Reporter: Ferry Saputra, Rilanda Virasma | Editor: Handoyo
KONTAN.CO.ID - JAKARTA. Bisnis kartu kredit bank nampaknya semakin terancam dengan hadirnya produk pembiayaan konsumtif fintech peer to peer lending (P2P) dan BNPL (paylater) perusahaan pembiayaan.
Melansir data Otoritas Jasa Keuangan (OJK), outstanding pembiayaan konsumtif fintech telah mencapai Rp 51,93 triliun per Maret 2025. Jumlah ini mengambil porsi 64,9% dari total outstanding pembiayaan fintech yang tercatat sebesar Rp 80,02 triliun, naik 28,72% secara tahunan (YoY).
Pada periode yang sama, penyaluran pembiayaan paylater perusahaan pembiayaan tercatat sebesar Rp 8,22 triliun. Meski outstanding lebih kecil, angka pertumbuhan tahunannya cukup tinggi, yakni 39,3% secara tahunan (YoY).
Baca Juga: Terdorong Produk Allo Paylater, Kredit Allo Bank Tumbuh 1,7% pada Kuartal l 2025
Sementara itu, nilai transaksi kartu kredit per Maret 2025 sebagaimana dicatat Bank Indonesia (BI) yakni sebesar Rp 37,82 triliun, hanya meningkat 4,7% YoY. Jumlah kartu yang beredar juga hanya meningkat 2,9% YoY, yakni sebanyak 18,67 juta kartu.
Direktur Ekonomi Digital Center of Economic and Law Studies (Celios) Nailul Huda menilai, proses registrasi yang memakan waktu serta ketidakpastian akan terverifikasinya pengajuan pendaftaran membuat minat masyarakat berkurang akan kartu kredit.

* **PETUNJUK TUGAS 1**
Tulis ulang bagian artikel tentang kartu kredit dan paylater mulai dari "Pada periode yang" sampai "akan kartu kredit.", termasuk keduanya, dan ganti "YoY" dengan "tahun ke tahun".
* **PETUNJUK TUGAS 2**
Jawablah pertanyaan berikut berdasarkan artikel tentang kartu kredit dan paylater.
(a) Berapa outstanding pembiayaan konsumtif fintech per Maret 2025?
(b) Berapa jumlah kartu kredit yang beredar per Maret 2025?
(c) Berapa pertumbuhan tahunan pembiayaan paylater perusahaan pembiayaan?
* **PETUNJUK TUGAS 3**
Lanjutkan artikel tentang kartu kredit dan paylater mulai setelah kalimat terakhirnya.
Baris-baris berikut sama sekali tidak digunakan di sini.

* **BAHAN YANG DIBERIKAN**
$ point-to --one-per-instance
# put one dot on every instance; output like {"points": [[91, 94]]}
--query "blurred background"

* **JAWABAN BENAR 1**
Pada periode yang sama, penyaluran pembiayaan paylater perusahaan pembiayaan tercatat sebesar Rp 8,22 triliun. Meski outstanding lebih kecil, angka pertumbuhan tahunannya cukup tinggi, yakni 39,3% secara tahunan (tahun ke tahun).
Baca Juga: Terdorong Produk Allo Paylater, Kredit Allo Bank Tumbuh 1,7% pada Kuartal l 2025
Sementara itu, nilai transaksi kartu kredit per Maret 2025 sebagaimana dicatat Bank Indonesia (BI) yakni sebesar Rp 37,82 triliun, hanya meningkat 4,7% tahun ke tahun. Jumlah kartu yang beredar juga hanya meningkat 2,9% tahun ke tahun, yakni sebanyak 18,67 juta kartu.
Direktur Ekonomi Digital Center of Economic and Law Studies (Celios) Nailul Huda menilai, proses registrasi yang memakan waktu serta ketidakpastian akan terverifikasinya pengajuan pendaftaran membuat minat masyarakat berkurang akan kartu kredit.

* **JAWABAN BENAR 2**
(a) Rp 51,93 triliun
(b) 18,67 juta kartu
(c) 39,3%

* **JAWABAN BENAR 3**
Saat yang sama, ada transformasi kebiasaan transaksi keuangan masyarakat ke ranah digital sehingga mereka lebih mengandalkan layanan keuangan berbasis teknologi dengan proses registrasi yang mudah, seperti ditawarkan paylater.
“Selain itu, bagi masyarakat unbanked dan underbanked, mereka sulit mengakses perbankan,” ujar Nailul kepada Kontan, Kamis (29/5).
Minusnya, potensi gagal bayar dari kedua produk ini menurut Nailul jadi lebih tinggi ketimbang kartu kredit.
Sementara itu, Direktur Eksekutif Asosiasi Kartu Kredit Indonesia (AKKI) Steve Marta justru melihat, kedua bisnis tersebut bukanlah kompetitor kartu kredit.
Sebab menurutnya, paylater maupun pembiayaan konsumtif merupakan fasilitas cicilan, bukan merupakan alat pembayaran secara langsung.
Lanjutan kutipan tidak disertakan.